◆ **REQUIREMENTS**
1. In the mustache post, who is called the Reigning Champeen?
2. Write out everything in the mustache post from "Now, we live" down to "of his tackiness.", word for word.
3. Put this sentence from the mustache post into Spanish: "The shame of a mustache is negated by the genius of his tackiness."

### GIVEN TEXT ###

Yes folks, behind that down-home, folksy charm rests the violent heart of a deranged psychopath,
Or maybe a walrus.
Exhibit C: Adolph Hitler
Now Hitler was obviously going to be on here. He was "an ignorant f***head" as Eddie Izzard put it. His crimes go without saying. I can't in good conscience say that the mustache was worse than genocide, or conquest, or torture, but it definitely is on the list. Also, thanks to him, Charlie Chaplin hasn't been able to get decent service at any restaurant since about 1939.
Exhibit D: Burt Reynolds
What a turd. (pun intended)
These four men are infamous for many reasons: adultery, tax evasion*, murder and banditry but the thread that pulls them together is the mustache. These are not the only offenders. Other men who have disgraced the male visage include:
- TV personality John Stossell
- Dr. Phil
- Snidely Whiplash
- Children's icon Captain Kangaroo
- And numbnuts extraordinaire Geraldo Rivera.
Now, we live in a world full of exceptions and counter-examples and it would not be fair to say that every mustache is sinful. Out of the millions of mustaches in the world, there are 3 exceptions.
Jon Waters- Never before has a man been so simultaneously classy and trashy. The shame of a mustache is negated by the genius of his tackiness.
Neil Jones- What man can say aught against Neil Jones?
and the Reigning Champeen... Tom Selleck.
This is the only man on earth who loses something as a person when he loses the soup strainer. I submit that he loses a big part of himself when he shaves, nay, we lose part of ourselves as a nation. While I would shout myself bloody and hoarse for Dr. Phil to lose the 'stache, I would kill any man who came within ten feet of Tom Selleck with a Bic Disposable.

### GIVEN INFORMATION ###

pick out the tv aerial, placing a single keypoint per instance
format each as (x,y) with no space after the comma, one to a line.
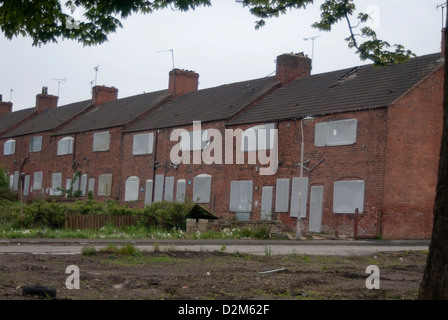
(59,81)
(312,49)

###

◆ **EXERCISE RESPONSES**
1. Tom Selleck.

2.
Now, we live in a world full of exceptions and counter-examples and it would not be fair to say that every mustache is sinful. Out of the millions of mustaches in the world, there are 3 exceptions.
Jon Waters- Never before has a man been so simultaneously classy and trashy. The shame of a mustache is negated by the genius of his tackiness.

3. La vergüenza de un bigote queda anulada por la genialidad de su mal gusto.